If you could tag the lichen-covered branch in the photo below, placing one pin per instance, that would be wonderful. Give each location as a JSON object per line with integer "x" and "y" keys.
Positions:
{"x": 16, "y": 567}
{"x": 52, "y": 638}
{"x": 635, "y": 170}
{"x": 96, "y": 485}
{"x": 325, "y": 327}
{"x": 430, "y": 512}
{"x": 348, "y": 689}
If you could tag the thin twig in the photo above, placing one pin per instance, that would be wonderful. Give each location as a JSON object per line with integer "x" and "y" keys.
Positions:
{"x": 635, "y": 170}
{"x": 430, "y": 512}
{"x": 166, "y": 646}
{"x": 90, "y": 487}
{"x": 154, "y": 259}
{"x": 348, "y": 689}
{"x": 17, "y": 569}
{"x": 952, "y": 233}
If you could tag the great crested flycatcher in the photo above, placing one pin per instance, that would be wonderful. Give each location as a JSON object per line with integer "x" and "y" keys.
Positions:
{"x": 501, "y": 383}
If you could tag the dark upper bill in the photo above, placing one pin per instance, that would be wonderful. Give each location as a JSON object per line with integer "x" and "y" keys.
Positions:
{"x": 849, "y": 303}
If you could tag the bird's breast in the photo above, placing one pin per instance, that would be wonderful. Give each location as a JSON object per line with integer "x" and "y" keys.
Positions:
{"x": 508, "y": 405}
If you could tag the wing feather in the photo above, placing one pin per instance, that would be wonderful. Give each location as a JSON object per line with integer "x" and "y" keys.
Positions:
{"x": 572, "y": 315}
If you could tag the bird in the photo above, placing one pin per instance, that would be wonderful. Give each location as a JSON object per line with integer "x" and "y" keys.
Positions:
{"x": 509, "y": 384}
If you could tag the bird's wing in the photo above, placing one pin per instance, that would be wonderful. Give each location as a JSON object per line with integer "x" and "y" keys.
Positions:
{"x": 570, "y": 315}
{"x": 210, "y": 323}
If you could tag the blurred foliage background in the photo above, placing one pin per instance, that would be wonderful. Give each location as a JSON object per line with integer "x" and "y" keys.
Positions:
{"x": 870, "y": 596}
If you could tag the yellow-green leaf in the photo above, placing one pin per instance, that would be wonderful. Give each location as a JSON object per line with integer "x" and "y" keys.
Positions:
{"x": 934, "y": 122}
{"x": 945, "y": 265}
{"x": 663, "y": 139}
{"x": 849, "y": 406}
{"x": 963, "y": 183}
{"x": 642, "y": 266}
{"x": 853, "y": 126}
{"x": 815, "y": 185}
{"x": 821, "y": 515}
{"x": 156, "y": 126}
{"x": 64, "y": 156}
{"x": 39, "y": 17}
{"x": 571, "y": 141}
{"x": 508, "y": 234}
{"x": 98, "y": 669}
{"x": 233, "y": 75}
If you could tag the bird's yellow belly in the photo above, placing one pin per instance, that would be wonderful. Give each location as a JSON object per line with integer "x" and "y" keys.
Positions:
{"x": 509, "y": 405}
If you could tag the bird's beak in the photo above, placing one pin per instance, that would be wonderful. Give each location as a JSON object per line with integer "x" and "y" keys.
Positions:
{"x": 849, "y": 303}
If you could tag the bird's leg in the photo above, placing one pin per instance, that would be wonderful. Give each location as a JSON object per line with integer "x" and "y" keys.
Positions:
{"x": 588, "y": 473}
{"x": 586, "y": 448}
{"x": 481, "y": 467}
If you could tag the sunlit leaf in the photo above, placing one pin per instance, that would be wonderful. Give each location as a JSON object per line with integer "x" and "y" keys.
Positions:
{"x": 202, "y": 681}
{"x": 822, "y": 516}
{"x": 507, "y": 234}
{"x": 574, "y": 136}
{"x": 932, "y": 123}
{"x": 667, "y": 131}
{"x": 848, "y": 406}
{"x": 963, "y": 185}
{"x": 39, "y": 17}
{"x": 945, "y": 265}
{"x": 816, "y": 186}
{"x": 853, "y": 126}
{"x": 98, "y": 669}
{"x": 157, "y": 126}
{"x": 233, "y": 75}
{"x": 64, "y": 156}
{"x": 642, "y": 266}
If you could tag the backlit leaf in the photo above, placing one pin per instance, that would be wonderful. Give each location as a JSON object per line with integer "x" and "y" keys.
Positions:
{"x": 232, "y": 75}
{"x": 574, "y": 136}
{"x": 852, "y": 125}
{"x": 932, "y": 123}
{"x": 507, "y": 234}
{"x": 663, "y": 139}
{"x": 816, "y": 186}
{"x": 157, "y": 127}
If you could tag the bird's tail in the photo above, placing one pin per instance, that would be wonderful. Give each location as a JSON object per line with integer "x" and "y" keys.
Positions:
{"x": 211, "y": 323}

§ §

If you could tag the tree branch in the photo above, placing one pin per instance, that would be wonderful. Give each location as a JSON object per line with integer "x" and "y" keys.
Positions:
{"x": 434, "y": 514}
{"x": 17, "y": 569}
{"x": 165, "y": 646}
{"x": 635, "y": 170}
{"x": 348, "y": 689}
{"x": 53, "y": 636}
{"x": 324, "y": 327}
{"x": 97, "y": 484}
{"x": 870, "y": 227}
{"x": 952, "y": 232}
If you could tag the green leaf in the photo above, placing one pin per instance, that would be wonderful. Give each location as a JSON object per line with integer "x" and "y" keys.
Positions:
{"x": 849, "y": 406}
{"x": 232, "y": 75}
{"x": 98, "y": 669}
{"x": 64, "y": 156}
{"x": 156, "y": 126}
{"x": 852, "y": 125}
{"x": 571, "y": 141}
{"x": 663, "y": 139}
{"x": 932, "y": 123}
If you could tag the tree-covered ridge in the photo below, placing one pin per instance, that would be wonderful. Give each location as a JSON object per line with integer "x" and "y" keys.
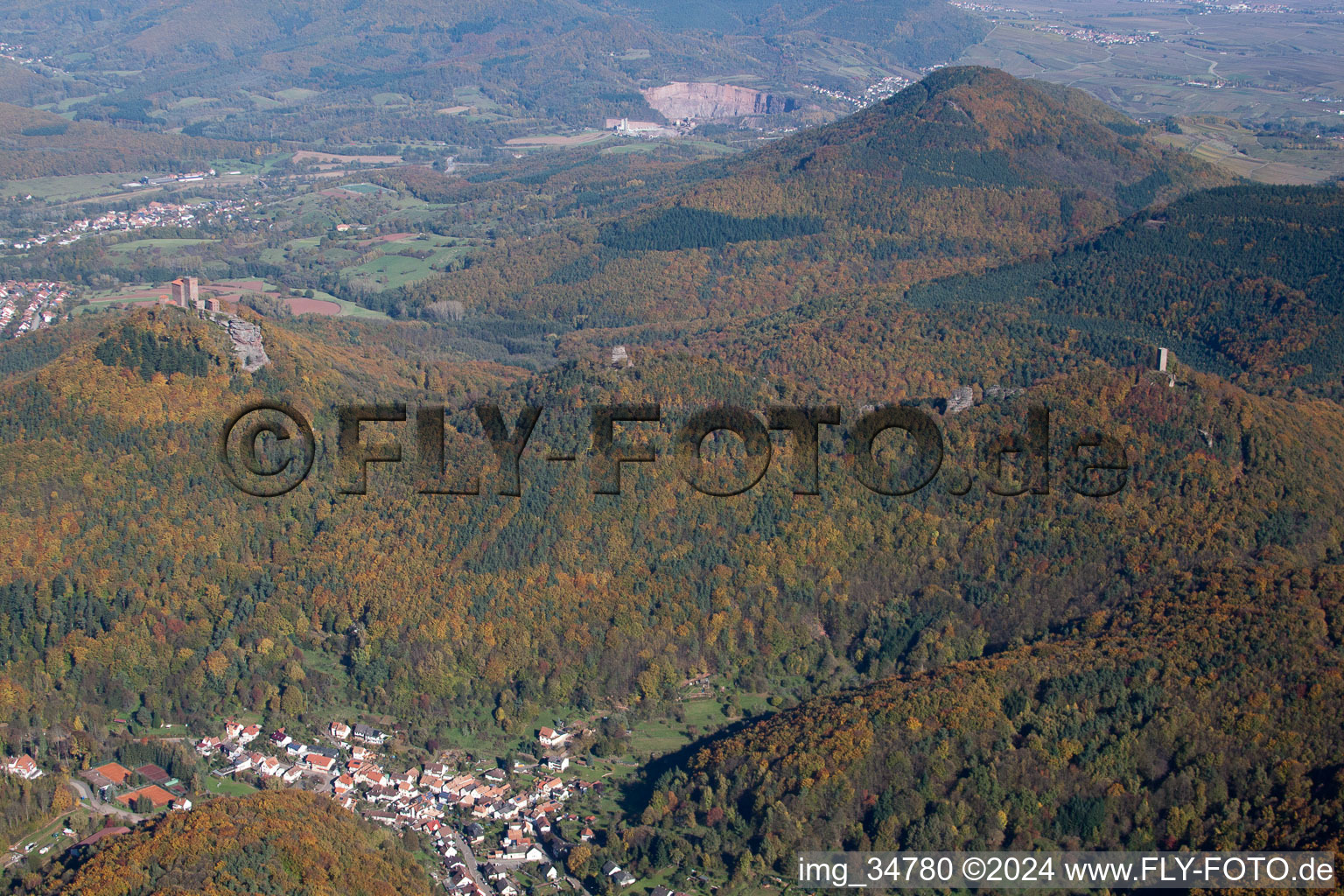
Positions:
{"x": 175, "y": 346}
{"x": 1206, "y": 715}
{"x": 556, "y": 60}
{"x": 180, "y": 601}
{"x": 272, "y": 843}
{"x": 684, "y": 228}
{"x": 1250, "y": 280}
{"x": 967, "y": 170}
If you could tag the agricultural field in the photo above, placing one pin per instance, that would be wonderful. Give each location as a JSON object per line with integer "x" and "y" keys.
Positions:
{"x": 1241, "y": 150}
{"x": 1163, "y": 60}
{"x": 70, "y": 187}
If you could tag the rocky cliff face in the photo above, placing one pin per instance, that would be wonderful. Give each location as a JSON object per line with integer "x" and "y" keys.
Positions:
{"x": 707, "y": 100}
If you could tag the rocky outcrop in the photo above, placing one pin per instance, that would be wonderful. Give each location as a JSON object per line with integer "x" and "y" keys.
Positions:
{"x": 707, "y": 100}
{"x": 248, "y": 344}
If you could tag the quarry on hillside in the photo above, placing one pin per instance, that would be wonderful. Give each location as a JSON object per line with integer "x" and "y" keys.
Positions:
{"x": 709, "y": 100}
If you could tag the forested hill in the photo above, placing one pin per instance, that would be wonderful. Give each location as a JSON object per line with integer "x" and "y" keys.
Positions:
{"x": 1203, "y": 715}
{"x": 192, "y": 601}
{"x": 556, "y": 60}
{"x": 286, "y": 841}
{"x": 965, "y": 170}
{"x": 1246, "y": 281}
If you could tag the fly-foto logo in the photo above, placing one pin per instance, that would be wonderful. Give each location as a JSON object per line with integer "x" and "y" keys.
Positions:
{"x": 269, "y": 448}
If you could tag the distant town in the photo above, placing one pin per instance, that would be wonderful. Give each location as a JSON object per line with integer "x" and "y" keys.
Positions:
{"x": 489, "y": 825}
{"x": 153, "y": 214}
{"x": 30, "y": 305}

§ §

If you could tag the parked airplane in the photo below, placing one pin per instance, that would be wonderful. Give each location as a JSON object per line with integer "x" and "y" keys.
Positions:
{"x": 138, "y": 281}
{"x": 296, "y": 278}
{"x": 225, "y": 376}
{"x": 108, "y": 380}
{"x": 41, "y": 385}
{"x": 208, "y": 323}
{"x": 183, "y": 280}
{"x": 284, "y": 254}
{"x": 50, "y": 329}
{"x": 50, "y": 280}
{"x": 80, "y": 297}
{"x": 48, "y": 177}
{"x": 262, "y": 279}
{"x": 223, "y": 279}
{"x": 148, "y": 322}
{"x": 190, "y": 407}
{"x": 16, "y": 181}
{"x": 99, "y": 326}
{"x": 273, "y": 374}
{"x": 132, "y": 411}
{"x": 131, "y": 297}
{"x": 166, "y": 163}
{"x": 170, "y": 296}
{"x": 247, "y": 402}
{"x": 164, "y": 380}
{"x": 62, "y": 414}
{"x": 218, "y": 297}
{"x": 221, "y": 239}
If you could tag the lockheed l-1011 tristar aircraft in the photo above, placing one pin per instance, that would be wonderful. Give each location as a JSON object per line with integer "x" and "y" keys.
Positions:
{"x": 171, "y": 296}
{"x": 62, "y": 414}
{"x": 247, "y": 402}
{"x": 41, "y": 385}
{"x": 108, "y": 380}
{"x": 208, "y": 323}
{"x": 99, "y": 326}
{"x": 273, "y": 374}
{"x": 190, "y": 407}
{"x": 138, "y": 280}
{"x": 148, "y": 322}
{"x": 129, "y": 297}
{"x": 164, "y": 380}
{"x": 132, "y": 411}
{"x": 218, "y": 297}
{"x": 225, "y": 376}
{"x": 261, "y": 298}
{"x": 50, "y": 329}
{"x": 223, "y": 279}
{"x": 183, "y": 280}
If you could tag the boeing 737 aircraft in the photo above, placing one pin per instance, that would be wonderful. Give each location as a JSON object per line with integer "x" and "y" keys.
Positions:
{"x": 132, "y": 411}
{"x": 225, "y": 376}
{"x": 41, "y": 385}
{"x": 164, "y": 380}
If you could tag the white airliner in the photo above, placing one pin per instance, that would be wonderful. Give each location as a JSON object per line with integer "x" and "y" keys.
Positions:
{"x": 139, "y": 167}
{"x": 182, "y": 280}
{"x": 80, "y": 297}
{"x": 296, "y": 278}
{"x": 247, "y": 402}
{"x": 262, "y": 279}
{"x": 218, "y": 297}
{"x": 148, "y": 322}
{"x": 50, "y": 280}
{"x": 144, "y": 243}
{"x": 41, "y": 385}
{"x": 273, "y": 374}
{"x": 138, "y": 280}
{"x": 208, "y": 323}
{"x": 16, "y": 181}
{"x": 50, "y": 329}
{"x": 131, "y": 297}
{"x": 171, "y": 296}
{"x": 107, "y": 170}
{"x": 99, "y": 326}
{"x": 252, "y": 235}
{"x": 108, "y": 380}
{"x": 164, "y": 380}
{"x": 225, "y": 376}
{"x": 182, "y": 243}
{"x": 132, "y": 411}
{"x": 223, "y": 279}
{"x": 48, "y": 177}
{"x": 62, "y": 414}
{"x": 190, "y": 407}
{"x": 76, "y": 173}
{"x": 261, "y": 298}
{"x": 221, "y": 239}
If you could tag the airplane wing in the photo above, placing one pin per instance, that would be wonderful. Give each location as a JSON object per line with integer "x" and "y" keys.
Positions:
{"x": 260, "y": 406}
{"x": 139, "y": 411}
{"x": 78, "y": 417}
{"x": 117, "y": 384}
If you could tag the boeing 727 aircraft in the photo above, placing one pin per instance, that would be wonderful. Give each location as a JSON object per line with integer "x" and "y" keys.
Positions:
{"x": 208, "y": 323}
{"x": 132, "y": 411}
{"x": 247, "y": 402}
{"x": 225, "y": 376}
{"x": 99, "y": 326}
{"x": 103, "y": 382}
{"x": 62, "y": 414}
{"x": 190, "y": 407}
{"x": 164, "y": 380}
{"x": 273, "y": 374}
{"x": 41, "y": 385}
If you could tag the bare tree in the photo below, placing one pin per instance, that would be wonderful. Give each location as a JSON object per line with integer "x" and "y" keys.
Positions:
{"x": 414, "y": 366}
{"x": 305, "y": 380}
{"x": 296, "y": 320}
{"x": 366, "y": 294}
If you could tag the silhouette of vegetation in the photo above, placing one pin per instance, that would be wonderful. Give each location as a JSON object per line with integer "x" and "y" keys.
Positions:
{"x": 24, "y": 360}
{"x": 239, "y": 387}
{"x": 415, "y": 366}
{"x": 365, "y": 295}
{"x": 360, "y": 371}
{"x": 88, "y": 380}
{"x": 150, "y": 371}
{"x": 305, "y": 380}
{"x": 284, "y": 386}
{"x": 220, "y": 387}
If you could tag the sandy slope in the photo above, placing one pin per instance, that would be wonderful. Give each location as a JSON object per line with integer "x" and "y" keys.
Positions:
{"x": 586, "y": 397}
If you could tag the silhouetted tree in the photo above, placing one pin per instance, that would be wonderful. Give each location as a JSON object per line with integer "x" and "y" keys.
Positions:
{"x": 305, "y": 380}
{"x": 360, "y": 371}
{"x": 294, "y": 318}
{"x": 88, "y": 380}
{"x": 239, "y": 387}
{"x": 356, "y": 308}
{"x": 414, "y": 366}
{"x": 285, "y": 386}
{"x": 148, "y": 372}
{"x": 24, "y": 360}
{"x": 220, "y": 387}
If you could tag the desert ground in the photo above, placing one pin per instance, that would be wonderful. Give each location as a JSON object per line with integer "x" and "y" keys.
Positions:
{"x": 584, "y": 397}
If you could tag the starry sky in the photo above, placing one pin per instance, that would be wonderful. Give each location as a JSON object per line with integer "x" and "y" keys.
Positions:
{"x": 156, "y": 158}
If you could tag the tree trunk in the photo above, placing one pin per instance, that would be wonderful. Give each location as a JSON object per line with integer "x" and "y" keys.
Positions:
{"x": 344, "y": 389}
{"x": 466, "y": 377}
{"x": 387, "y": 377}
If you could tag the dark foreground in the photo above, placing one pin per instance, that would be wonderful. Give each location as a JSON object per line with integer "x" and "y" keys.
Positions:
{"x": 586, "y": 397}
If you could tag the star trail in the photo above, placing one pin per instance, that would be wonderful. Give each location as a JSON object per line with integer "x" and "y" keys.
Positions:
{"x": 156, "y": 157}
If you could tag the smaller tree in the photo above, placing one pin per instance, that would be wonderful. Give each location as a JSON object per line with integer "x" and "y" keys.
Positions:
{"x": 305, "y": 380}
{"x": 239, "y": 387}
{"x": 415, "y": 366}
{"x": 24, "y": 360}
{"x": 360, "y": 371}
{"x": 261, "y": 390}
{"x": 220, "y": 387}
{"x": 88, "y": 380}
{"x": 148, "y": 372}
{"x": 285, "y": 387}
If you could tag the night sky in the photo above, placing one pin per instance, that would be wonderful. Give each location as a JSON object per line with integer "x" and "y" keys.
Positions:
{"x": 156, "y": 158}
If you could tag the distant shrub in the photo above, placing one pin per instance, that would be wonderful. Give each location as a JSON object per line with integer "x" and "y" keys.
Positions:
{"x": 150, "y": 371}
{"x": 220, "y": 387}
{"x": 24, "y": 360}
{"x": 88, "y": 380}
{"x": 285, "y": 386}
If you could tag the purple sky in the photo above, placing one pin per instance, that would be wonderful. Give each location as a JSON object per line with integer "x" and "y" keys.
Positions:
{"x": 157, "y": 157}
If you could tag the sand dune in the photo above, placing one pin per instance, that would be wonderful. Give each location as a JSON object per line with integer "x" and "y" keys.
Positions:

§ §

Pull out every line of the listing above that contains the word "airplane", treating case as significant.

Correct response:
If you could tag the parked airplane in the photo below, placing one pin per instance, that would be wonderful. Give each location as a JSON object per line with integer "x" and "y" keys.
If you could tag the airplane wing in the photo above, placing one pin per instance, that would be wonderful. Give each location as a JSON object per line with integer "x" and "y" keys.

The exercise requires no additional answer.